→ **Document section**
____________________

Stepping Into CI

2018 Summer Reflection

  • Home
  • Subscription
    • Reading Library
    • Sonitus Mirabilis
    • Facies Mirabilis
    • Nuntia
    • Oragnised Units
    • PBP Webinars
    • Create-Alongs
    • Book Chapter Releases
  • New to CI?
  • Shop
    • Shop by title
    • Shop by series
  • Contributors
  • Pomegranate Beginnings Blog
  • Podcast
  • CI Con

15/7/2018

Day 8 - Rachel

0 Comments

Read Now
 

What are the ways you have or are considering expanding or contracting your social network to benefit you?

This is a big topic, and I think there are two levels to it:
1. Ways I will edit my social network to benefit me as a teacher.
2. Ways I will edit my social network to benefit me as an individual.
So, let's get to it :)
My Professional Learning Network
I think it's important to curate your professional social networking to make sure it works for you. On Day 7, I showed you my personal favorite resources, but I saved this part of those resources for today. Not only should you make sure you are adding only resources that are actively useful to you, but you need to not be afraid, if it turns out a resource isn't useful, to remove the resource.
Now that I've been impossibly vague, let me be much more specific!
In my twitter account (@rachelcinis), I follow 329 people. I follow other Latin teachers and language teachers primarily, but there's a healthy mix of other types of teachers, teacher-educators, and methodology theorists. Whenever I find a person who offers insight and helpful thoughts on teaching, I follow that person, and my twitter feed stays pretty busy with 329 people. However, once in a while I find that someone I follow tends to post fewer things about teaching or educational policy, etc., and more random offerings about their interests. Which is fine--no judgement here--just not helpful for my personal twitter feed. For example, I followed a history teacher who is really creative and writes songs for her history classes that I think are great and really appreciate. However, lately, she mostly posts artwork she's working on. While I appreciate her and am glad she has found a secondary outlet for her creativity, I am not personally gaining anything from her posts. So I am removing her from my feed.

____________________

→ **Records**
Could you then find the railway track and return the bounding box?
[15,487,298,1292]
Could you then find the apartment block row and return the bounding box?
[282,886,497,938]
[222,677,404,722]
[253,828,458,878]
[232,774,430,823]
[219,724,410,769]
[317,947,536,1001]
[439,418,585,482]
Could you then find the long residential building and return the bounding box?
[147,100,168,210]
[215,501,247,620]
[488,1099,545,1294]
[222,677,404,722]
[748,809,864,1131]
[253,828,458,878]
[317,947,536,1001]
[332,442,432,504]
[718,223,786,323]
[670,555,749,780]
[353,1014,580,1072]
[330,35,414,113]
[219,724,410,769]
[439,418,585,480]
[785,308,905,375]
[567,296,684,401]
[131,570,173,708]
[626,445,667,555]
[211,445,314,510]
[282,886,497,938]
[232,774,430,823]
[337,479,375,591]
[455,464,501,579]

____________________

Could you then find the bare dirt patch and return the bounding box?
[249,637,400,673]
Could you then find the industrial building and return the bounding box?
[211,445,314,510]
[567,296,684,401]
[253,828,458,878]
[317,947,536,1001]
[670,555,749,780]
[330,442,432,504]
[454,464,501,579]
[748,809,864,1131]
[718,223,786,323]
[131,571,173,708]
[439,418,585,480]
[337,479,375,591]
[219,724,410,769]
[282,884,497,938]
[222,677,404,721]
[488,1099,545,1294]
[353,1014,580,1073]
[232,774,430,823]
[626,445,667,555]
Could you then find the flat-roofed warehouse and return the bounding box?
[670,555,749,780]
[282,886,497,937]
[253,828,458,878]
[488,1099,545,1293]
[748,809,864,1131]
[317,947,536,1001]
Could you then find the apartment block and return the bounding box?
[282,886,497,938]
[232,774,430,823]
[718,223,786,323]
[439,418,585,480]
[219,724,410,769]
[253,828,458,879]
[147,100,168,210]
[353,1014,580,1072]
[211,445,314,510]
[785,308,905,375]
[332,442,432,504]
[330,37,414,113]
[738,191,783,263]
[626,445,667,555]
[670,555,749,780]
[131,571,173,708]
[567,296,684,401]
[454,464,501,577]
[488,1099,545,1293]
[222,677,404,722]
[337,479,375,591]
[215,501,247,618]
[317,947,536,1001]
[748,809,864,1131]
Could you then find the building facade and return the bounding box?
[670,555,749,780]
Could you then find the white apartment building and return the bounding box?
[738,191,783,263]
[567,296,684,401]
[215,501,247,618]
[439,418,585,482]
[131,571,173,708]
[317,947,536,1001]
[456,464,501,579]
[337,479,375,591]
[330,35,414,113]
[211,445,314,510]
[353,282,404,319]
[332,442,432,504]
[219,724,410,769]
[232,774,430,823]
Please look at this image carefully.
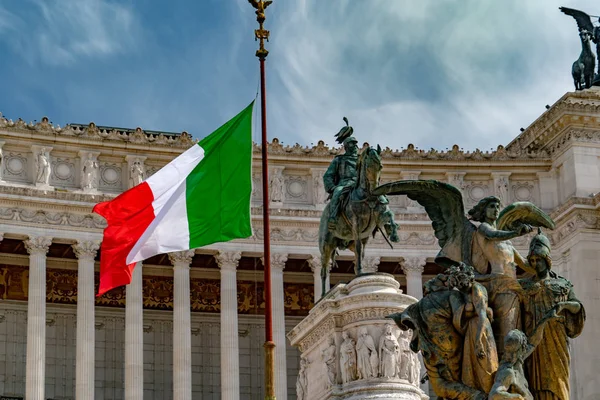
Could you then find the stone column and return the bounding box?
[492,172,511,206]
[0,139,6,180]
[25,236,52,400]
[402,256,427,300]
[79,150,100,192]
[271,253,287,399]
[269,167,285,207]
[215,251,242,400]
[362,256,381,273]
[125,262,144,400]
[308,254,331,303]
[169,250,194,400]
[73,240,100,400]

____________________

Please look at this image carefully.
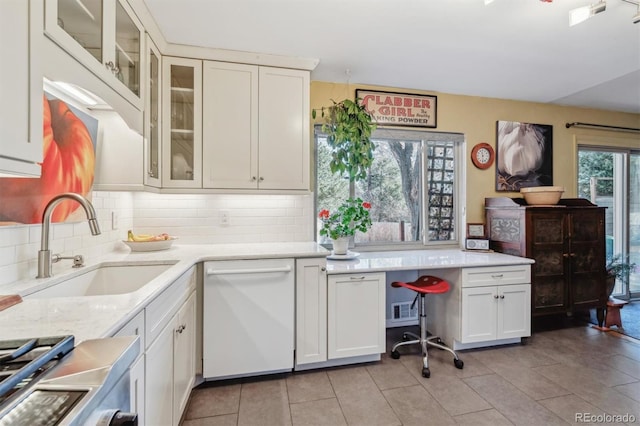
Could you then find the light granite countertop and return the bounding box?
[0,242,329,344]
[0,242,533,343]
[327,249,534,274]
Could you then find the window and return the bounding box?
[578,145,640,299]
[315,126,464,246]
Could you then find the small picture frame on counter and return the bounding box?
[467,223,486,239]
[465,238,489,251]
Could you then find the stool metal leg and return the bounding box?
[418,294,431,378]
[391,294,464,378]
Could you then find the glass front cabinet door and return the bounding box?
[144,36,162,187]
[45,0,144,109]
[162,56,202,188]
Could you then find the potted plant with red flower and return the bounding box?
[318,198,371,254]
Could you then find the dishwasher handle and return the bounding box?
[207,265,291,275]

____________________

→ **Given request**
From the blog post on curating a social network, output the passage between "This is a big" and "as an individual.", inclusive. These rows have no connection to the blog post.

→ **Result**
This is a big topic, and I think there are two levels to it:
1. Ways I will edit my social network to benefit me as a teacher.
2. Ways I will edit my social network to benefit me as an individual.